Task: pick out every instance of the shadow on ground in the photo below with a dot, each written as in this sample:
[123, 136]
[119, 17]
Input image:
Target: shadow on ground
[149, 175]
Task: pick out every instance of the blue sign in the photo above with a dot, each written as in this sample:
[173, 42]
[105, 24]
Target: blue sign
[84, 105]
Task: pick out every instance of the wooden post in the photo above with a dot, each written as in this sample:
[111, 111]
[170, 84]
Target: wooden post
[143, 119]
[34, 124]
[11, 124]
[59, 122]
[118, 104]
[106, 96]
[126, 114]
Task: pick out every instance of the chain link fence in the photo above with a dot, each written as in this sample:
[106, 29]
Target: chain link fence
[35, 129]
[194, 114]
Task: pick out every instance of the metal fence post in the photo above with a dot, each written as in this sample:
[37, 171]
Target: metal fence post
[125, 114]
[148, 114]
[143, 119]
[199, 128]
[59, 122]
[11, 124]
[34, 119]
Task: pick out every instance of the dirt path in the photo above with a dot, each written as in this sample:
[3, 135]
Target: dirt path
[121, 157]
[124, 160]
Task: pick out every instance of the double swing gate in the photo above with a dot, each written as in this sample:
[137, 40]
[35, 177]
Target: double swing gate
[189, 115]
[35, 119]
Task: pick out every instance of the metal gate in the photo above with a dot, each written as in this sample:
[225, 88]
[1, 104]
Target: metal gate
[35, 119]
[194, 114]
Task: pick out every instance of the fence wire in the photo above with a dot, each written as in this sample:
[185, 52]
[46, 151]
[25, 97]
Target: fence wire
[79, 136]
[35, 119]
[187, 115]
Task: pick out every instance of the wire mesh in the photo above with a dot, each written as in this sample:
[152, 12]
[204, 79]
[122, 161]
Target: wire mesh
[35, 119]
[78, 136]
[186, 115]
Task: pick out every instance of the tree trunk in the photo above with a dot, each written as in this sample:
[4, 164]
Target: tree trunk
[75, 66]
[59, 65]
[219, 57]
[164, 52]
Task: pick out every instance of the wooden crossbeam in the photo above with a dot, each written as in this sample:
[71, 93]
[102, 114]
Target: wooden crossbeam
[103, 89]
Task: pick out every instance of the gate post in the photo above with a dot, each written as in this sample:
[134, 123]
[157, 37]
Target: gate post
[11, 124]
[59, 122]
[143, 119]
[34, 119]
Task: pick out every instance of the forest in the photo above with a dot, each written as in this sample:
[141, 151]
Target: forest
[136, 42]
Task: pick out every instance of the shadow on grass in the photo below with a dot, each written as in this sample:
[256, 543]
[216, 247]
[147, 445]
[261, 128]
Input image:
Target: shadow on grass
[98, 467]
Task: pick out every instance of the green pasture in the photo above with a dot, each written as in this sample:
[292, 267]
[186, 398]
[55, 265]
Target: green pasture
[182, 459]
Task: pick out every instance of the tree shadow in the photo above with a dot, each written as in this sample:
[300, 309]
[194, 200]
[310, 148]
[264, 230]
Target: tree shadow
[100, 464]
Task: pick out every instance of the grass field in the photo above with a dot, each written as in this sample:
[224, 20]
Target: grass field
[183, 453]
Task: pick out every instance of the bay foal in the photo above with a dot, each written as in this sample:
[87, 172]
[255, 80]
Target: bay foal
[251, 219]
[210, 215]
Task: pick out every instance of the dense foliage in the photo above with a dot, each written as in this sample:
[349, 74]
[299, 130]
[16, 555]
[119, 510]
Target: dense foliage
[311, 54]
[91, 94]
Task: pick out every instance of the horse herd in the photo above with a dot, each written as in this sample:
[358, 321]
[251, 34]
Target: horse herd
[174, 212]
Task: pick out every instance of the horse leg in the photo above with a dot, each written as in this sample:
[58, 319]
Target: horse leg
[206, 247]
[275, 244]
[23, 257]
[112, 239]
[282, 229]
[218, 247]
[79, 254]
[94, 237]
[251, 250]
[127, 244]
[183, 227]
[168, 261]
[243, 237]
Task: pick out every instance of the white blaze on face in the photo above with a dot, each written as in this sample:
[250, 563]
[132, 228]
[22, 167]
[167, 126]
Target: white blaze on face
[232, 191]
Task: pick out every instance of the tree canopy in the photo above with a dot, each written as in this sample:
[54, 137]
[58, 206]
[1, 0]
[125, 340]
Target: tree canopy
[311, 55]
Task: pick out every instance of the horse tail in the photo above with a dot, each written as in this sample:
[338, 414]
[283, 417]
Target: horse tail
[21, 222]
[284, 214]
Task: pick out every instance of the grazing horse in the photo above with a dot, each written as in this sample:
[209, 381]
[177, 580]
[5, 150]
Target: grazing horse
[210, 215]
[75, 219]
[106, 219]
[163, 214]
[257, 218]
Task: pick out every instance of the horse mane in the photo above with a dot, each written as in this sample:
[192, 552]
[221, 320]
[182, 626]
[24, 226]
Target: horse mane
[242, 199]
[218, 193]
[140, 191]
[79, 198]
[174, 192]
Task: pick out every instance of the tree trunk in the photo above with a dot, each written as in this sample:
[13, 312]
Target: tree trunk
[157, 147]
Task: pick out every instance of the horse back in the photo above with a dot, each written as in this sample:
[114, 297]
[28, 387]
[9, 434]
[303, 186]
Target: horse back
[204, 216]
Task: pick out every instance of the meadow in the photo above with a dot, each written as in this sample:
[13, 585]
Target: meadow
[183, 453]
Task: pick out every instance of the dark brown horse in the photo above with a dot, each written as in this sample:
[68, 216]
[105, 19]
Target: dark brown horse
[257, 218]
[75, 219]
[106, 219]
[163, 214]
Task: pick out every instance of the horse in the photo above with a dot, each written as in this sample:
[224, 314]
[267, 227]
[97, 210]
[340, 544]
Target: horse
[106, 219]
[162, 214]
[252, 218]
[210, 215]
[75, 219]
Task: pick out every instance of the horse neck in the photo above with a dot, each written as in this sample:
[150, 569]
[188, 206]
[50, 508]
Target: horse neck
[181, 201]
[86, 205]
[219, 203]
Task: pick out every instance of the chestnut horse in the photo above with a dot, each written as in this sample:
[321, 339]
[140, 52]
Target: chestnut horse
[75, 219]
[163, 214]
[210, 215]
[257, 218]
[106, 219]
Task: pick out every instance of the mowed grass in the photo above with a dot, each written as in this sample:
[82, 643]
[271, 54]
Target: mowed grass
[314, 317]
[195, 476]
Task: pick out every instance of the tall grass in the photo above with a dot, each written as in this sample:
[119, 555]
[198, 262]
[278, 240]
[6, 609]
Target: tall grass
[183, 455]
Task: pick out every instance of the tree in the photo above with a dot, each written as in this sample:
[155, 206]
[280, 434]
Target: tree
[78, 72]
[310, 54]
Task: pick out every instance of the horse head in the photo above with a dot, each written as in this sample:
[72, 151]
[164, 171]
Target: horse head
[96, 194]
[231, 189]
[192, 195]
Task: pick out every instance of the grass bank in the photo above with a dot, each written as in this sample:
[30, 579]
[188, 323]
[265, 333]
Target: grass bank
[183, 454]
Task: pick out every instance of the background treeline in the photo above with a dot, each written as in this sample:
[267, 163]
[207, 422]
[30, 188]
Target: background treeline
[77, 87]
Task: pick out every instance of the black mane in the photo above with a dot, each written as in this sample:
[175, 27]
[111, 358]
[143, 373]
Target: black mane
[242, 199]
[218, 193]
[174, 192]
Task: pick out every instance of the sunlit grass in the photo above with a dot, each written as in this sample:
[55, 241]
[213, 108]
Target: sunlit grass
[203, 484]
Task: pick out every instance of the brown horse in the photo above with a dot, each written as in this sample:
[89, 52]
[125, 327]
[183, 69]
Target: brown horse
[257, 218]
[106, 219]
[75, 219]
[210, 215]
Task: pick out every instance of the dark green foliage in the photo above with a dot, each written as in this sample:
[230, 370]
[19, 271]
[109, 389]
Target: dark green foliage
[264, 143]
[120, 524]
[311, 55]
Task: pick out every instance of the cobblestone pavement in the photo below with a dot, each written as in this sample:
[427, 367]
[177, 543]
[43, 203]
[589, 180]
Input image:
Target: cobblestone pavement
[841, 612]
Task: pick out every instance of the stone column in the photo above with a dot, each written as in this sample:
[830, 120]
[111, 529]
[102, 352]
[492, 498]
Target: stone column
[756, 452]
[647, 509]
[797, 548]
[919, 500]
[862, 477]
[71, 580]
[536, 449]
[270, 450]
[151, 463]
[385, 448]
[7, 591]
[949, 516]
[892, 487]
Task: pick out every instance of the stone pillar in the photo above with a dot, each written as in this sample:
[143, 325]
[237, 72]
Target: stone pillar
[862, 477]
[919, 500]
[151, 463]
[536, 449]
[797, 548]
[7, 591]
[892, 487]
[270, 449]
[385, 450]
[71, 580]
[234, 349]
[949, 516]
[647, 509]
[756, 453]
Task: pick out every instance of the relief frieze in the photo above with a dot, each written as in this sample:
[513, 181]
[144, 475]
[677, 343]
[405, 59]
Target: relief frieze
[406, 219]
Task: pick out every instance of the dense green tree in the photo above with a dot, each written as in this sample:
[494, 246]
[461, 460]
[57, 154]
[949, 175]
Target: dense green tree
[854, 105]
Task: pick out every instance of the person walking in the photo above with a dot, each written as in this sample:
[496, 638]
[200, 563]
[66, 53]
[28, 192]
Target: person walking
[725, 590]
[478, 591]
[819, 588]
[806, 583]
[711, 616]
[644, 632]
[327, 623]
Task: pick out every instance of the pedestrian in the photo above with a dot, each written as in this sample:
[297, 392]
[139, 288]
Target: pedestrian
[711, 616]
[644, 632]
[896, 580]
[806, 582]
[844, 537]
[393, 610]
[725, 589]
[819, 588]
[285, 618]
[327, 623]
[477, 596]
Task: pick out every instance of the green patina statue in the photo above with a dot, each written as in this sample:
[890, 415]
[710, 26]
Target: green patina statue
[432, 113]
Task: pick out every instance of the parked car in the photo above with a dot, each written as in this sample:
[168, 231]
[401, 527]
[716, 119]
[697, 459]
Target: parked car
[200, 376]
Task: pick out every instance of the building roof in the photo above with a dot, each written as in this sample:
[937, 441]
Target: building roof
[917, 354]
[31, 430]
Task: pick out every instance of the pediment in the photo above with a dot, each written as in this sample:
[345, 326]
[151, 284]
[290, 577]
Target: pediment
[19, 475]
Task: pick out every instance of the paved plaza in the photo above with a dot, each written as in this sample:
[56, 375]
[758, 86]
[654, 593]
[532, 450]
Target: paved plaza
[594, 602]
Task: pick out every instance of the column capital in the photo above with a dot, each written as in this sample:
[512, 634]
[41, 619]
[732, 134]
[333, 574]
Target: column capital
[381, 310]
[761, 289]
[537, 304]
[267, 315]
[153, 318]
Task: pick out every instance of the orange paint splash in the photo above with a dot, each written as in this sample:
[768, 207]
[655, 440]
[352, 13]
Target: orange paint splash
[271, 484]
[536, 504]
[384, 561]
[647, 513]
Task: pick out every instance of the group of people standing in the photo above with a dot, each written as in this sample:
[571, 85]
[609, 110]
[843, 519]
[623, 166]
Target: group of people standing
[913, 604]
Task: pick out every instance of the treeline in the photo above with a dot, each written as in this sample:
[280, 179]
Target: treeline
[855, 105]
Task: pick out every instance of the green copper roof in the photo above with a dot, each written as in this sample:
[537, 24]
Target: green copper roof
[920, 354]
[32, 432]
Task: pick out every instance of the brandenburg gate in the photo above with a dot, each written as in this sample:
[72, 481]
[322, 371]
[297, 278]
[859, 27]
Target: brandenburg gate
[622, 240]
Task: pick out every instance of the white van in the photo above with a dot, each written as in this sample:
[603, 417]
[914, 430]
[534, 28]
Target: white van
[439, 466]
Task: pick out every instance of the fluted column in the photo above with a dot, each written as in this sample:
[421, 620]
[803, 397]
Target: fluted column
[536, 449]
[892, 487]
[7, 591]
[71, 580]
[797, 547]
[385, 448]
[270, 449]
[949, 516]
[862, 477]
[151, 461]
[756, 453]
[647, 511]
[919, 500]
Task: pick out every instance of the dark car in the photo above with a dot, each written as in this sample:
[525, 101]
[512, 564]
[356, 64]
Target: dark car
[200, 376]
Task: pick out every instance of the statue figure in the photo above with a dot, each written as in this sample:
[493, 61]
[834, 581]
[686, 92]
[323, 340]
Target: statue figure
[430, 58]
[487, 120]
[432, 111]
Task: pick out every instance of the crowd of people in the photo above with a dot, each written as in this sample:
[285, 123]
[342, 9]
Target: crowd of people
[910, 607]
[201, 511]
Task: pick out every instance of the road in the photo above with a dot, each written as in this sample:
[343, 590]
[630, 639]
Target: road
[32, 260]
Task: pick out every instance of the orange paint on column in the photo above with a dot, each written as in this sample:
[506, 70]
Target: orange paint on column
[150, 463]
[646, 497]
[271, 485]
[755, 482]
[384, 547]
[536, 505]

## [WORK INSTRUCTIONS]
Bring together each line above where the string "below" turns up.

## [SOLVED PROBLEM]
Task: pick out every instance of the shadow on ground in the photo below with a dot, each written as in this sample:
Task: pick out every instance of the shadow on grass in the photo below with a dot, each written as in this sample:
Task: pick out every instance of the cobblestone pavement in the photo below with a dot, each written as in this sample:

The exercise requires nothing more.